## Records for the exercise
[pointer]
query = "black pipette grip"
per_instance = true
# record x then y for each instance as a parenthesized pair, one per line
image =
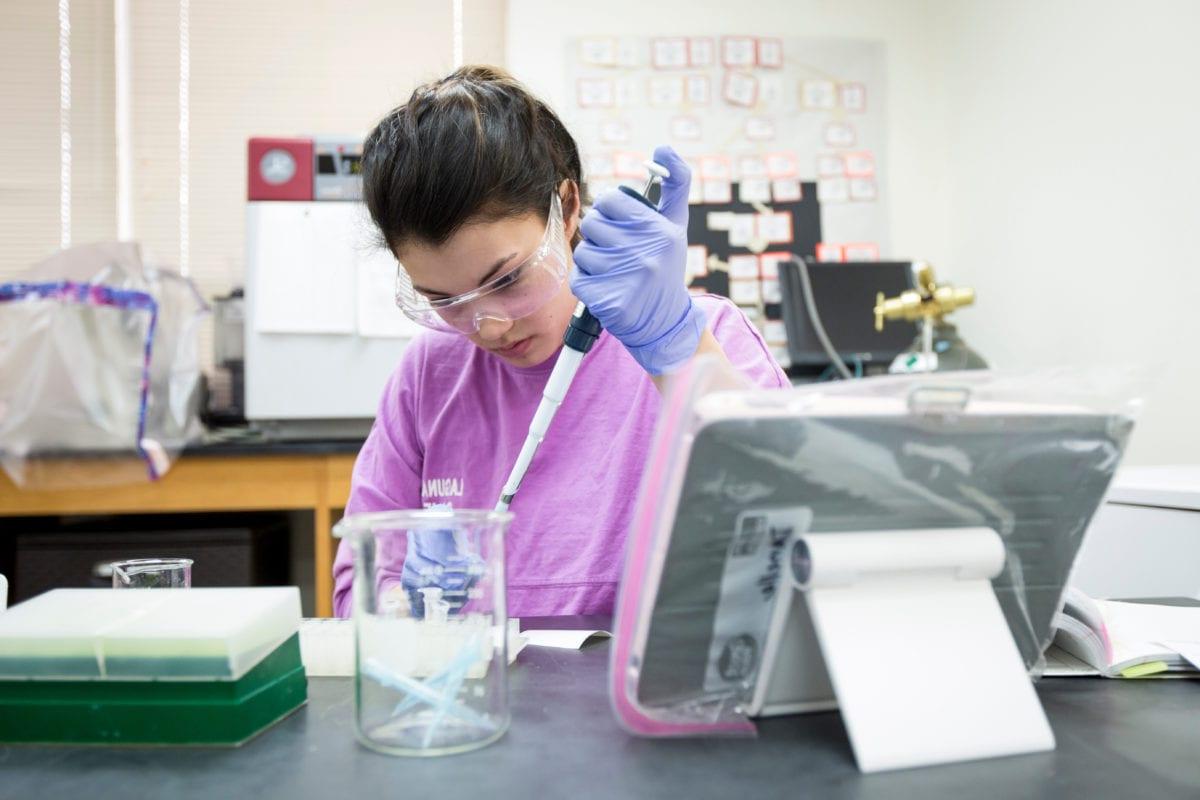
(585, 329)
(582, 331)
==
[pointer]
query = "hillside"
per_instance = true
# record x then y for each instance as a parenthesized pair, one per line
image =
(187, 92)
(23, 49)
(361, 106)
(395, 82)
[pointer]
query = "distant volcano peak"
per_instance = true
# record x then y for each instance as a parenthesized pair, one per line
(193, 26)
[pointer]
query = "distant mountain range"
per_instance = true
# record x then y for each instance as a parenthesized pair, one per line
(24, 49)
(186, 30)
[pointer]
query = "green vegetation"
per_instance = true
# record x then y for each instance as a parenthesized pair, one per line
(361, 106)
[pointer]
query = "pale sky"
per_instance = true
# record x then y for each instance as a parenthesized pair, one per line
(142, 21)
--
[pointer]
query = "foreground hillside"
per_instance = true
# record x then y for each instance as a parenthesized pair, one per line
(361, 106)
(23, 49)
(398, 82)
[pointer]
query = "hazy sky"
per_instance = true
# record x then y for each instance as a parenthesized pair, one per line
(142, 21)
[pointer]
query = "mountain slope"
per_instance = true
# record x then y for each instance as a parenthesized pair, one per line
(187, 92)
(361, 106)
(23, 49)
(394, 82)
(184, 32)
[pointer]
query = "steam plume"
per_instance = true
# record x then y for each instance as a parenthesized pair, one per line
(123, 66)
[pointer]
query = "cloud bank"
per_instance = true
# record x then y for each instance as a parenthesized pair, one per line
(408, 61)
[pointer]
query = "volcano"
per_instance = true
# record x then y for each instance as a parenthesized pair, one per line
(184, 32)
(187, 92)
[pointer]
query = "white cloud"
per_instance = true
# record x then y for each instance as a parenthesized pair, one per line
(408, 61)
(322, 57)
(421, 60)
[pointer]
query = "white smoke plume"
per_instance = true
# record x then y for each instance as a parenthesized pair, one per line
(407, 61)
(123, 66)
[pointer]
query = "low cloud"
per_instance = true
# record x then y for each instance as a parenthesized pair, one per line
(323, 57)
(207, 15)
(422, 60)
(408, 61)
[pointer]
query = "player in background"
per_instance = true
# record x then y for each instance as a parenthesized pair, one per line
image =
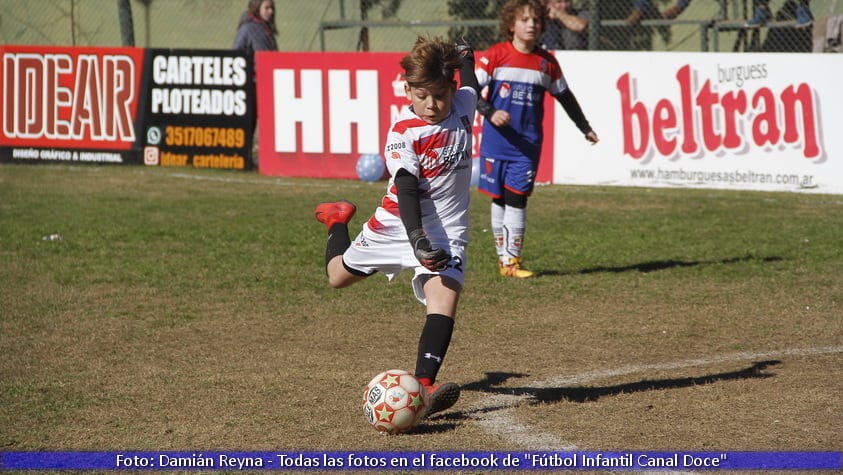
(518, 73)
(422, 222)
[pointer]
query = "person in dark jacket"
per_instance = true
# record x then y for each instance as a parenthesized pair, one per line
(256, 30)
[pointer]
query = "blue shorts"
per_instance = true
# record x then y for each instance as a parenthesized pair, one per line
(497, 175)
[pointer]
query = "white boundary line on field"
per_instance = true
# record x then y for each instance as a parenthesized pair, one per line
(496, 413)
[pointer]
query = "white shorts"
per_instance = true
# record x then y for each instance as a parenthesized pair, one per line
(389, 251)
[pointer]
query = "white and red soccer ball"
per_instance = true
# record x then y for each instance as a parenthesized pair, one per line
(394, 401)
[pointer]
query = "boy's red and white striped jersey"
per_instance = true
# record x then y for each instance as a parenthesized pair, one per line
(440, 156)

## What this task involves
From the entries above, work out the number of lines containing the string "mountain" and give that number by itself.

## Exercise answer
2